_Direction_
Start at the line of the material below that contains "Where can you spot the blue shorts" and copy every line from there through the last line of the material, with no changes.

##### Supplied records #####

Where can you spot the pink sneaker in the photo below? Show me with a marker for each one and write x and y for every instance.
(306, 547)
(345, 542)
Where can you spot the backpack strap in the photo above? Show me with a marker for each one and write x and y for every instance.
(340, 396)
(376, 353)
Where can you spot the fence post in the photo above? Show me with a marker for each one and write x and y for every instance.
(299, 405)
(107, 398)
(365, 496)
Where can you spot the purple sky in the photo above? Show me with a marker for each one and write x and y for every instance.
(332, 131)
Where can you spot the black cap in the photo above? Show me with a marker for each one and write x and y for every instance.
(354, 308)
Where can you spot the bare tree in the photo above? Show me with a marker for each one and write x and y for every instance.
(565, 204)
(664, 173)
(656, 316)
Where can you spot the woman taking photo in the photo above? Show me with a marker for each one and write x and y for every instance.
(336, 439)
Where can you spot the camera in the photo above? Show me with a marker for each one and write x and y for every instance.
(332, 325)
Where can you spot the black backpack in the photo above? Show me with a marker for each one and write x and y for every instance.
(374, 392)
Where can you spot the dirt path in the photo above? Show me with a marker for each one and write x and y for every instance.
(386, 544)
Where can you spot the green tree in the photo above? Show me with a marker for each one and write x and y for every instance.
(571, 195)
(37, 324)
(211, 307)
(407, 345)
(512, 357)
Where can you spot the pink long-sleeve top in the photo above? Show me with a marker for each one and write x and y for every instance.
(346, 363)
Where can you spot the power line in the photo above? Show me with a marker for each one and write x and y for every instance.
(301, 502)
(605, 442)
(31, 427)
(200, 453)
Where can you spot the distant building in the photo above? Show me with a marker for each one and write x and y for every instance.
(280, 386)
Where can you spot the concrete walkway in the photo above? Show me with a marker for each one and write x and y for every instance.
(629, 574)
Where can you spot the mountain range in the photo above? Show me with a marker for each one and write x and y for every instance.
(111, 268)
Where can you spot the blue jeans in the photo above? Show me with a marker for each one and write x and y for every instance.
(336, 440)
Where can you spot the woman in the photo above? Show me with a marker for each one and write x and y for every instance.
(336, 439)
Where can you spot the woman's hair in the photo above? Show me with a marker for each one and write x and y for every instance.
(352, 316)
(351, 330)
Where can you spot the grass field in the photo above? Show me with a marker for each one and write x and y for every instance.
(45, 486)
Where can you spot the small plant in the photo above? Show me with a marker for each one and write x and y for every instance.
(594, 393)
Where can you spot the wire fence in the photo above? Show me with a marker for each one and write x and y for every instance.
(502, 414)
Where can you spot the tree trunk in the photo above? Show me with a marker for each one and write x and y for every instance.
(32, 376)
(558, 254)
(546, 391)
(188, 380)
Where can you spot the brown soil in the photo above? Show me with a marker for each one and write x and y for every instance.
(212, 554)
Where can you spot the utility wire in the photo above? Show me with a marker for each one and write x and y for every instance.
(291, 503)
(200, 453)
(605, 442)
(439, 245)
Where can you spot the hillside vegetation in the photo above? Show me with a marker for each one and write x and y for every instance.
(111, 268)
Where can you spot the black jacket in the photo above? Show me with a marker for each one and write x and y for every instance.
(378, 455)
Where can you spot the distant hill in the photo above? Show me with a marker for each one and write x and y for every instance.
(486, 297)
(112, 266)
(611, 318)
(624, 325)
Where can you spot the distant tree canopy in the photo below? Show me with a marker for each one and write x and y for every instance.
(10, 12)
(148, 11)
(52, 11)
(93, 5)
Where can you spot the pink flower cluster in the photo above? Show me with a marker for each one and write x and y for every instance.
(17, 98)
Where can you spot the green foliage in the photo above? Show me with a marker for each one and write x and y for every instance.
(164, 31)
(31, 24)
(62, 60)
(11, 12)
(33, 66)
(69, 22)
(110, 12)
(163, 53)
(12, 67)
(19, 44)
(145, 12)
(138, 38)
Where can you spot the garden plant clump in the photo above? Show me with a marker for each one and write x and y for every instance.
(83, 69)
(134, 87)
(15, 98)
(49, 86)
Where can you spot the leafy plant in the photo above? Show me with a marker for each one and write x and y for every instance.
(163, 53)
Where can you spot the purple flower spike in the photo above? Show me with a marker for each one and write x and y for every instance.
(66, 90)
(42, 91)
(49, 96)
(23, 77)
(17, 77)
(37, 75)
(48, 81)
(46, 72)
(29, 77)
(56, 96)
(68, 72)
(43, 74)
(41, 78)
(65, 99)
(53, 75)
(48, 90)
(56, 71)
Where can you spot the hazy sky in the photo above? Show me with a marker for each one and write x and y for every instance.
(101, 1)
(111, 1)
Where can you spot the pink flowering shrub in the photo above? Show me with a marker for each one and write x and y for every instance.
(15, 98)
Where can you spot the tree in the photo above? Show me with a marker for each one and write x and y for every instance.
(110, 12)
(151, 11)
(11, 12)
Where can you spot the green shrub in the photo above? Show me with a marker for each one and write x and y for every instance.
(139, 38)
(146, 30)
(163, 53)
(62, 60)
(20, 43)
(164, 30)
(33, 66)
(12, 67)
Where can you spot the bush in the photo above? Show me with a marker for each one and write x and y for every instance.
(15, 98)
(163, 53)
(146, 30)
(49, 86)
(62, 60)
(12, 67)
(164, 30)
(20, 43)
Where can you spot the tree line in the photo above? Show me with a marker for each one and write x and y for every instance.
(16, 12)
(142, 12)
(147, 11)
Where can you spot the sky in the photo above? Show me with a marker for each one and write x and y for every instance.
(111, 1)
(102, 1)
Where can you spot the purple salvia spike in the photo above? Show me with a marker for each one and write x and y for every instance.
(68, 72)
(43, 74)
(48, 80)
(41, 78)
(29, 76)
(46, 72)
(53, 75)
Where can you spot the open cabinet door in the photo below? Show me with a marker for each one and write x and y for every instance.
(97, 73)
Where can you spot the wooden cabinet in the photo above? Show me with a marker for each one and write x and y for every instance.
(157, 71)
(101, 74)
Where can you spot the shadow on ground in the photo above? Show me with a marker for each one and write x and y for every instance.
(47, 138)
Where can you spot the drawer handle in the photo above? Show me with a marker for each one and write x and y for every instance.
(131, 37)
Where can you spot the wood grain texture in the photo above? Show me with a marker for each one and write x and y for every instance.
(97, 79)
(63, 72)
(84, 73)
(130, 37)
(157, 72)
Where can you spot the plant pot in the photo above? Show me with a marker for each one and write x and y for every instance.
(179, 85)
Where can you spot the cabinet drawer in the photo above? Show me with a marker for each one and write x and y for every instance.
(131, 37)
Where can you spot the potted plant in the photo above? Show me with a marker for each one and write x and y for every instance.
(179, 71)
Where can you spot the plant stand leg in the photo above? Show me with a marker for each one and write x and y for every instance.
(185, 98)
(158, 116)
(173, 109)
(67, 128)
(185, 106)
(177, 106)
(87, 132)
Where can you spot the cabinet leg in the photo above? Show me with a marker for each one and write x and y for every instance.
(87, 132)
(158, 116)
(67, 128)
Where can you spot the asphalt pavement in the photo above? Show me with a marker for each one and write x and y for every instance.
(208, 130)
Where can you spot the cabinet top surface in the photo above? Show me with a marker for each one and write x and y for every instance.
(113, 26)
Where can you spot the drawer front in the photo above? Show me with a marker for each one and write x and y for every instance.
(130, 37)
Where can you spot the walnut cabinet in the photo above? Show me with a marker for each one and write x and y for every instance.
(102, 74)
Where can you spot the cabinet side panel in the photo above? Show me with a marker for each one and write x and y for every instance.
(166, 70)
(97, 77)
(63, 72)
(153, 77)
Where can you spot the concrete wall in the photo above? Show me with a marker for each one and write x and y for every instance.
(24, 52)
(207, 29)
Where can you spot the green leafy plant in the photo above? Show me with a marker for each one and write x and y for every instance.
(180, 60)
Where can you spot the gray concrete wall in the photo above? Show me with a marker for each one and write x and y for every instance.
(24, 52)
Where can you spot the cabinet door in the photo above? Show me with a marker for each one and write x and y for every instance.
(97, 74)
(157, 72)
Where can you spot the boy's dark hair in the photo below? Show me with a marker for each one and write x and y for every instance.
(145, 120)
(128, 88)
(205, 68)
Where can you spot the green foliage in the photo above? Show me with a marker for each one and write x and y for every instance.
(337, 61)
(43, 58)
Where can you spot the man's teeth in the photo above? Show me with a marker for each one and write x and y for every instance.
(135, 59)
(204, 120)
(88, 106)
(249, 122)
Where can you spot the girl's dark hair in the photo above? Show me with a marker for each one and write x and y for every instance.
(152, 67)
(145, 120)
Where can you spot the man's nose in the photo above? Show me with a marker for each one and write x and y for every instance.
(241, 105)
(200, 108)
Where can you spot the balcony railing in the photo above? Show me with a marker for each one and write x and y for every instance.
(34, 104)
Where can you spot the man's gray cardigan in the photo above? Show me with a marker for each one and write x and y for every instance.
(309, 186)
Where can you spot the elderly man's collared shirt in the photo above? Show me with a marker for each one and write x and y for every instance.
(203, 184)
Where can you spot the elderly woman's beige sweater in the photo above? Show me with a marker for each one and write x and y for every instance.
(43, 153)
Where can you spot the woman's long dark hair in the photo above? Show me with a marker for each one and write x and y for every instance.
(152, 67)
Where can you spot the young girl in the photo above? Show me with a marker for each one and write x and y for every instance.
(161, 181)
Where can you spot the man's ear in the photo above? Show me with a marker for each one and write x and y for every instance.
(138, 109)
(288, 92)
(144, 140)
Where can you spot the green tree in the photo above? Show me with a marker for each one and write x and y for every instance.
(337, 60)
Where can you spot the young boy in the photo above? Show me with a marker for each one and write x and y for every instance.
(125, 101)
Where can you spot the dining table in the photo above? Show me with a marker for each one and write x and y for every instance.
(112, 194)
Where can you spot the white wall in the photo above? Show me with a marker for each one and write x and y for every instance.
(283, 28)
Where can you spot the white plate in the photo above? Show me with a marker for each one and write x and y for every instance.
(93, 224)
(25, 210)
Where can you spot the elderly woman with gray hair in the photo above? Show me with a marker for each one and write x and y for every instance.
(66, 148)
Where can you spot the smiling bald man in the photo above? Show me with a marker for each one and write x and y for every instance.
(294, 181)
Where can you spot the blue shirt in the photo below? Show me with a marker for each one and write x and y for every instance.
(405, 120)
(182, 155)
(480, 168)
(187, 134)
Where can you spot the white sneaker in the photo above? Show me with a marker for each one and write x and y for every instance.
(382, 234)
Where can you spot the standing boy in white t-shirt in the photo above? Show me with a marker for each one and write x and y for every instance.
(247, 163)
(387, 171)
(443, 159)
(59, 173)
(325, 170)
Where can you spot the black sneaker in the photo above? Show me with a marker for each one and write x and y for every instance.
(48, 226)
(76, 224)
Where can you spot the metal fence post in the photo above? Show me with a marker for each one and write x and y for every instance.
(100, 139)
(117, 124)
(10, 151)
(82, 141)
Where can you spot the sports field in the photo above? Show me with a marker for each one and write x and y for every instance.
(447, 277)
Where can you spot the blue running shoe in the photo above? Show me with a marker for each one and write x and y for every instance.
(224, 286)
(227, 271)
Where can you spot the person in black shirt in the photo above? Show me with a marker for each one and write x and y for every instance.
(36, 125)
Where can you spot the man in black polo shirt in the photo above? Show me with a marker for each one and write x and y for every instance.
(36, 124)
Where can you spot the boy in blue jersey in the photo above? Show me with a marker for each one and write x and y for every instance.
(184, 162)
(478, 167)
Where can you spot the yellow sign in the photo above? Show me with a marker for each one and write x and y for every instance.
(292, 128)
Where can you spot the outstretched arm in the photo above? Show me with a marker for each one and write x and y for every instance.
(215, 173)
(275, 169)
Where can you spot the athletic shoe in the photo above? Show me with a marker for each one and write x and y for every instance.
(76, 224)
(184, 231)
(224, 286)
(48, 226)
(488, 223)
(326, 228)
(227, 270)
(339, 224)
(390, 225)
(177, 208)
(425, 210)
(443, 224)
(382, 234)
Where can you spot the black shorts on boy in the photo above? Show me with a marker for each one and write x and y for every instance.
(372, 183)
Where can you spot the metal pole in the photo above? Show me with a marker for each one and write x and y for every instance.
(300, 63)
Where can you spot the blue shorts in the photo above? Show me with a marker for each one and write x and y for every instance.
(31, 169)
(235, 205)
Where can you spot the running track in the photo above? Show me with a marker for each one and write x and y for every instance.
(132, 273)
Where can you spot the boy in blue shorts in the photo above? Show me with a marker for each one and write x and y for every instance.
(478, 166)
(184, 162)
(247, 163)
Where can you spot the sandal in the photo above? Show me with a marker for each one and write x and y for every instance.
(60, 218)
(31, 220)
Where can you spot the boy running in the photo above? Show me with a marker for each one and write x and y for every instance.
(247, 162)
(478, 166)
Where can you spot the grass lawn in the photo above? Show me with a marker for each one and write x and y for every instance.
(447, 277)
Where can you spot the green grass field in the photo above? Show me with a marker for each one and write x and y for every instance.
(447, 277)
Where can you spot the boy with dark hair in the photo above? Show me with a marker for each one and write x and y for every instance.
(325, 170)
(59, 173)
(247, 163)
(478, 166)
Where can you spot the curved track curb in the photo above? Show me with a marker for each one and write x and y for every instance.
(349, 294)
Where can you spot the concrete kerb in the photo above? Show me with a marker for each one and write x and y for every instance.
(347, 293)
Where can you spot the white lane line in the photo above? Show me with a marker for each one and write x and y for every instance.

#####

_Exercise result_
Where can you spot the blue shorts in the photo above? Show me with a marker for each one and write x and y for every instance.
(31, 169)
(235, 205)
Where can you spot the running track in the photo above? Show me with a marker for each one and write x and y for every instance.
(132, 273)
Where can you spot the boy in blue shorts in the photo above? Show me with a marker for each one and write x and y for every instance.
(478, 166)
(184, 162)
(247, 163)
Where can you spot the sandal in the photo above? Show me with a marker for each one and write x and y for every instance.
(60, 218)
(31, 220)
Where can you spot the boy running in the photo above? Show me with a marker for each one and write x and y for every instance.
(247, 162)
(478, 166)
Where can you spot the grass lawn in the photo above? Show me with a marker for each one and write x and y for every instance.
(447, 277)
Where can you spot the green grass field in the photo above? Show me with a marker for each one and write x and y for every instance.
(447, 277)
Where can you spot the boy with dark hair in the photo above? Show me with a marker for each one and write x and y for every instance.
(325, 170)
(59, 173)
(247, 163)
(478, 166)
Where can you spot the curved track curb in the photo above? Show me with a marker for each one and write x and y for every instance.
(349, 294)
Where can you spot the concrete kerb in the photo above? Show me with a marker for each one and write x and y for every instance.
(347, 293)
Where can you spot the white lane line in the photo above? Show me with a marker for each one and write x and y for every instance.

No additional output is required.